__PASSAGE SHOWN__
┌────────

My wife got me into them--after telling me that she was a gun owner and CCW Lady, decided that it would be cool to take me out shooting. Shot a Beretta 92 (fs? f? whatever), ruthlessly obliterating a sinister bullseye (it was going for a gun, I swear), and I was instantly hooked.

Since then, it's been gun after gun after gun. I sometimes have enough money for food. :)
 
I had ALWAYS wanted to own a handgun growing up...never even fired one until I was 19. By the time I was 21, I had the $$ and couldn't get a handgun fast enough!
 
All of my uncles, aunts and old-time television

All of my uncles and aunts hunted, and I watched hundreds of hours of safari (and other hunting-related shows) on TV.

My parents both ask me this question repeatedly, because they both hate guns.

Thank God for uncles, aunts and old-time television.

Doc2005
 
My dad had guns during the Cuban reolution and used them so the rebels wouldn't mess with us. On my mom's side, my grandfather was an armourer in the Swiss army. So, being exposed to them all my life, I am an avid gun nut.

└────────

__INPUT ROWS__
┌────────

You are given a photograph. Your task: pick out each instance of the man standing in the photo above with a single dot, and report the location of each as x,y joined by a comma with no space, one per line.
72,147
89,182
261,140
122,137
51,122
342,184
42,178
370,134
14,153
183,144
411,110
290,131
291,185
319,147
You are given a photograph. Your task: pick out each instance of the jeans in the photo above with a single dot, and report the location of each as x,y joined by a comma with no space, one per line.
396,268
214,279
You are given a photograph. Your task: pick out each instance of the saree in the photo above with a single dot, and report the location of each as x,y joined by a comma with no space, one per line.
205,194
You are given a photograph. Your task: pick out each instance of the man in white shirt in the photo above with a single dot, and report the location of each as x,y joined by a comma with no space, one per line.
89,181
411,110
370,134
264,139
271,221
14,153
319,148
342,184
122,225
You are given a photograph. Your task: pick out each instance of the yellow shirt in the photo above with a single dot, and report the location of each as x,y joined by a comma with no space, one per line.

└────────

__WRITTEN TASK A__
Return every line of the entries that contains the string "shirt", treating uppercase and lowercase as different.
__WRITTEN TASK B__
Go on with the forum posts about getting into guns, starting after their final sentence.
The entries have no connection to the forum posts about getting into guns, and each should be treated as separate material.

__WRITTEN ANSWER A__
You are given a photograph. Your task: pick out each instance of the man in white shirt in the photo above with a single dot, and report the location of each as x,y joined by a comma with no space, one per line.
You are given a photograph. Your task: pick out each instance of the yellow shirt in the photo above with a single dot, and report the location of each as x,y joined by a comma with no space, one per line.

__WRITTEN ANSWER B__
 
My father owned a Colt pocket .32 Auto, and that gun always fascinated me. Yes, he showed me how it worked, but it was never fired until I took it shooting with one of my own guns much later in life. Strange, but now that gun is mine and it holds no fascination at all what with all the other guns I now have. But I still credit the old Colt with piqueing my interest early. Then my brother-in-law honed that interest with all his guns and our trips to the rural areas, up until my 12th birthday when I got my own .22 rifle. Fun to be sure, but handguns will always be my favorite. Naturally my first handgun was a similar model to my brother-in-law's Ruger .22. Still love that gun to this day.